- **WHAT IS REQUIRED**: Reproduce the lines from the one containing "Target: warning track" through the one containing "[[[324,159],[0,161],[0,351],[324,367]]]", inclusive, replacing each "whole pixels" with "integer pixels" and keeping everything else the same. Return only those lines.

- **SUPPLIED DATA**:

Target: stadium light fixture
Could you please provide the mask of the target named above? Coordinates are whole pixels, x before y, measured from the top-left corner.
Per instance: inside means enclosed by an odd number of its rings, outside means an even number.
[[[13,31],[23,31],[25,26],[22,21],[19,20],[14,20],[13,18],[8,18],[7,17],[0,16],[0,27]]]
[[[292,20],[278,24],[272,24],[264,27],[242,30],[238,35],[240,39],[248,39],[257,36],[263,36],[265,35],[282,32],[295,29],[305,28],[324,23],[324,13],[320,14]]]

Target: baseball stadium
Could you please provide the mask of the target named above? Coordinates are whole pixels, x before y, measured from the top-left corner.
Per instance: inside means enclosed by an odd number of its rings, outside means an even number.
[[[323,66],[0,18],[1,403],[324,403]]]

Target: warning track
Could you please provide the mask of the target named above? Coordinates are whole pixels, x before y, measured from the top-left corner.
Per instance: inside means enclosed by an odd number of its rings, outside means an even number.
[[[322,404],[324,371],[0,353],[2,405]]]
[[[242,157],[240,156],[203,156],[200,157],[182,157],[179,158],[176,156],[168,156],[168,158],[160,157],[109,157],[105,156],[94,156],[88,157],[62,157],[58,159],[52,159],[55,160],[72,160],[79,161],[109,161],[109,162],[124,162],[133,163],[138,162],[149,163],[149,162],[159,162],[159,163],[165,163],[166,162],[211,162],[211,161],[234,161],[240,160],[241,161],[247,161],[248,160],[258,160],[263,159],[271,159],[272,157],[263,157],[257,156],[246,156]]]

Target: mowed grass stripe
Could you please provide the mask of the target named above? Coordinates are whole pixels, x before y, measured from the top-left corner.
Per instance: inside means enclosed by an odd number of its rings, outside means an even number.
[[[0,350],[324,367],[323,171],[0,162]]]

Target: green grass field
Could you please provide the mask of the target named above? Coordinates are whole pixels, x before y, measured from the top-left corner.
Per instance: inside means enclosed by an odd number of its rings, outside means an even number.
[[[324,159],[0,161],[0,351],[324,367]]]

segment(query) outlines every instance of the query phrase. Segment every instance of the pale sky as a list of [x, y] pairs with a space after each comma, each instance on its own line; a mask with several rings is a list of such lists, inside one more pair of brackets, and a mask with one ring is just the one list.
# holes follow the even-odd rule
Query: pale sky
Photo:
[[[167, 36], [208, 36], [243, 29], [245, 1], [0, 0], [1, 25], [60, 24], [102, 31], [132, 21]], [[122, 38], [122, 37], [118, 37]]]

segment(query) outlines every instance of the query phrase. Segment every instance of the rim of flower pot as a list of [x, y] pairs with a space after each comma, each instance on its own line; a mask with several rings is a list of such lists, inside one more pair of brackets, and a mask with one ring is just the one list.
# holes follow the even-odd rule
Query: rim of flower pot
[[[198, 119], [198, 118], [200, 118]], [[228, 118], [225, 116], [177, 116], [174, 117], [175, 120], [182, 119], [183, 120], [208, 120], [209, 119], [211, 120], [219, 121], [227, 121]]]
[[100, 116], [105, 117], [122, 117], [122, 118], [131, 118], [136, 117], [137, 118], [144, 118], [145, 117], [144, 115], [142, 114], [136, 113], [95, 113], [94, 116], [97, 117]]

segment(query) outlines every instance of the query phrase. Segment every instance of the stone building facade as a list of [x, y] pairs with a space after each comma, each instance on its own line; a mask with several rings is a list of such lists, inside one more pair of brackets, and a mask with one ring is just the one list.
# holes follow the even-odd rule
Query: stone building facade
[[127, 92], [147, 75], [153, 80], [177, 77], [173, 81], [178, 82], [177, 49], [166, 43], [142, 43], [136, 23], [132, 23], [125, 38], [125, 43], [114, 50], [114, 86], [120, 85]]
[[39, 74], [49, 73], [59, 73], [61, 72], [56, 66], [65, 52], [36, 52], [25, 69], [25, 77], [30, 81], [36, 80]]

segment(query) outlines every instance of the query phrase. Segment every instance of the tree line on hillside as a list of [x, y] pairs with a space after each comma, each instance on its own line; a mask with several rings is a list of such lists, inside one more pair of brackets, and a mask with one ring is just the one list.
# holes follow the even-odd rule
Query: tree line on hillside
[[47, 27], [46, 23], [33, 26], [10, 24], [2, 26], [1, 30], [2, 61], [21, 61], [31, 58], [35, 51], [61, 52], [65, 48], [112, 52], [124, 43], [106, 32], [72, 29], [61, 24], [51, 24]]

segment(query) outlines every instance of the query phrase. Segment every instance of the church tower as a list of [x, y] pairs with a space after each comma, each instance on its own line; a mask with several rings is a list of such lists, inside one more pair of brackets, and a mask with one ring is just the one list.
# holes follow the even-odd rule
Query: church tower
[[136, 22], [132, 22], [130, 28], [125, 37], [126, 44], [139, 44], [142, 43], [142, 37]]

- **WRITTEN SOLUTION**:
Target: warning track
Could you please provide the mask of the target named above? Coordinates are integer pixels, x before y, measured from the top-left corner.
Per instance: inside means enclosed by an odd number of its rings, outside means an even number.
[[[322,404],[324,371],[0,353],[2,405]]]
[[[242,157],[240,156],[203,156],[200,157],[182,157],[179,158],[176,156],[168,156],[168,158],[160,157],[109,157],[105,156],[94,156],[88,157],[62,157],[58,159],[52,159],[55,160],[72,160],[79,161],[109,161],[109,162],[124,162],[133,163],[138,162],[149,163],[149,162],[159,162],[159,163],[165,163],[166,162],[211,162],[211,161],[234,161],[240,160],[241,161],[247,161],[248,160],[258,160],[263,159],[271,159],[272,157],[263,157],[257,156],[246,156]]]

Target: mowed grass stripe
Could you please provide the mask of the target named above? Coordinates are integer pixels, x before y, measured from the top-left corner.
Per instance: inside means enclosed by an odd number of its rings, outside means an even number.
[[[0,350],[324,367],[323,171],[0,162]]]

Target: green grass field
Could you please provide the mask of the target named above? Coordinates are integer pixels, x before y, measured from the top-left corner.
Per instance: inside means enclosed by an odd number of its rings, outside means an even number.
[[[324,159],[0,161],[0,351],[324,367]]]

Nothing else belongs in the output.